_EXERCISE REQUIREMENTS_: Change "path forward" to "way ahead" in the comments, giving back everything from "That top employer" down to "to the problems." with that swap made.

_PAGE EXCERPT_:
Ahhh the in person interview. So refreshing. I used to do that a lot. Anecdotally I would look at a persons shoes when they appeared for the interview. If they took the time and the 5 bucks to shine their shoes it shows they took this seriously. Nowadays? If you’re not wearing pajamas it’s all cool.
As a person who has spent his life in the recruiting function, I’ve lived in the full evolution of recruiting
From literally running a resume with my notes attached up to a hiring managers desk to using LinkedIn back in 2004 when they had 20000 profiles; they now have over a billion
I’ve watched as AI has completely dehumanized a basic Human Resources function to the point where bots are asking question on video. I’ve witnessed candidates cheating and companies not even bothering to craft a job description that actually reflects the true nature and productivity expectations of the job.
AI has completely removed the communication, interpersonal and behavioral probing that a real human can assess and report on to the hiring managers. A soulless computer is now the main arbiter and trusted advisor we as recruiters have been trained to be.
The rise of the machines isn’t coming
It’s here now and we are done as a working class society if we continue along this path.
Historically, 'surplus' young men without jobs, work or indeed any purpose in life where either sent off to die in wars or they, eventually, upended the status quo through rebellion and/or at worse violent rebellion. Deep Demographic trends are rarely understood as drivers historically. Why hasn't rebellion shappened yet? Pacified currently with video games, porn and drugs? Many of them are moving right. I genuinely think we need to watch out for what might happen as they see their chances and opportunities diminish. History might not always repeat but it sure as hell rhymes.
Big fan of Kyla's, even though I disagree with a fair number of her political stances.
Good notes about the current college situation. I think "is college worth it?" is still a proper question to ask, especially for high schoolers and their parents facing down the question in the next year or two. But it's only proper after you establish answers to "which parts of college are working, and what does that tell us about the future?" Those answers serve as the foundation for someone's college search, and they aren't the same answers for everyone.
College is now like buying a house or a business; you have to know what you're looking for and find the right deal for you (if it exists at all), or you're going to have a bad time.
That top employer graphic in each state then vs. now is crazy. Great visual to include.
I disagree with the note that "everyone seemingly agrees on the path forward - reduce regulation, build things, ..." Far from everyone agrees on the path forward. I'd argue that there's widespread agreement on the problems; there's a sharp divide between those who believe in doing these things, and those who would rather prioritize redistributive efforts and additional controls/rules/regulations.
Trump vs. Mamdani is a good example. Maybe you don't agree with the characterization of the policies of one or the other, but they for sure have different approaches to the problems.
Good comments. I am a retired Boomer, but when I was working, every opportunity that came my way came through a personal connection with someone else. The idea of sending hundreds of e-resumes to potential employers and not even receiving so much as a "Thank you for your resume" response would be deeply dispiriting. Perhaps there is still some value in emphasizing the need to develop and maintain personal contacts as an essential part of any job hunting exercise. Lifetime employment ended in my father's generation and my son's generation seems to be moving all the time, making personal connections even more important than ever.

Extracted records
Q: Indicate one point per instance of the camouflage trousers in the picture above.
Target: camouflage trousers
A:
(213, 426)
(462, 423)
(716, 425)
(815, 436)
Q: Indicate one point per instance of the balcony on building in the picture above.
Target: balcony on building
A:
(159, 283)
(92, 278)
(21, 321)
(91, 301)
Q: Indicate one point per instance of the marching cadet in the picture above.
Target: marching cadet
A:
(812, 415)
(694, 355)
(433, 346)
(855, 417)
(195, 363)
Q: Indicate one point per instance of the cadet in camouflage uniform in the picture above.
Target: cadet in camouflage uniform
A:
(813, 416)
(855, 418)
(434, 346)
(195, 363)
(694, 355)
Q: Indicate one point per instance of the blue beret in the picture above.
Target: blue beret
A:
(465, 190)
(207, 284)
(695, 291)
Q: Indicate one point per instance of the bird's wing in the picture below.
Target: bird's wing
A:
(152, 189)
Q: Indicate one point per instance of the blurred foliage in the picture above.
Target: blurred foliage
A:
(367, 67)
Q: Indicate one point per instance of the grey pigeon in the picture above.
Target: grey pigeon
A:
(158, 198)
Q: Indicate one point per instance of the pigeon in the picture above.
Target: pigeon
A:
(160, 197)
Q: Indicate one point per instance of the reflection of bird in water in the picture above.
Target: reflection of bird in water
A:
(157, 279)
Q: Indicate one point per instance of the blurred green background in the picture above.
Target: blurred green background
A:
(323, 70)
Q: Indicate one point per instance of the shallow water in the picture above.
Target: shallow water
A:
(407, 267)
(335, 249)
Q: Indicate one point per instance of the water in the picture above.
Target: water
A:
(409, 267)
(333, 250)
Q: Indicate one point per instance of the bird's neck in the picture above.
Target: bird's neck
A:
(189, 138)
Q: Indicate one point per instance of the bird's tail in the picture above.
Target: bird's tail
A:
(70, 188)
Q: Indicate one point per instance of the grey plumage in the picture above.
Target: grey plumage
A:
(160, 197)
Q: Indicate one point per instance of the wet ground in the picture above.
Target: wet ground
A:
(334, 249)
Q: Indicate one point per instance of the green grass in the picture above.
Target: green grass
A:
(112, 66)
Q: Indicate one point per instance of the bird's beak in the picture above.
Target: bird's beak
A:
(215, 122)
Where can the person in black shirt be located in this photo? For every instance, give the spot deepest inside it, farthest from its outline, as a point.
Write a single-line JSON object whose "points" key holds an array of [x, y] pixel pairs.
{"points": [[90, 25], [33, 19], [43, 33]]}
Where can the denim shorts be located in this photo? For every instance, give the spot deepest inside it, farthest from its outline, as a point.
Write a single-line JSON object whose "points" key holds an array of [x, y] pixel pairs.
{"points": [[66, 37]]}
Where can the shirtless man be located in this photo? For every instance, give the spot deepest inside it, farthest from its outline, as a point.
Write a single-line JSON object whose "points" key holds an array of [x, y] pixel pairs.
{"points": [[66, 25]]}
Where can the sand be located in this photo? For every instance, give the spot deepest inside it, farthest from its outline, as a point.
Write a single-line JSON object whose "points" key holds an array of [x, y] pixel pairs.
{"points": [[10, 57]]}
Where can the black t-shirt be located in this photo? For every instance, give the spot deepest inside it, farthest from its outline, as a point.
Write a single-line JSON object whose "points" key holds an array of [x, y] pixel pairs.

_RESPONSE AREA_:
That top employer graphic in each state then vs. now is crazy. Great visual to include.
I disagree with the note that "everyone seemingly agrees on the way ahead - reduce regulation, build things, ..." Far from everyone agrees on the way ahead. I'd argue that there's widespread agreement on the problems; there's a sharp divide between those who believe in doing these things, and those who would rather prioritize redistributive efforts and additional controls/rules/regulations.
Trump vs. Mamdani is a good example. Maybe you don't agree with the characterization of the policies of one or the other, but they for sure have different approaches to the problems.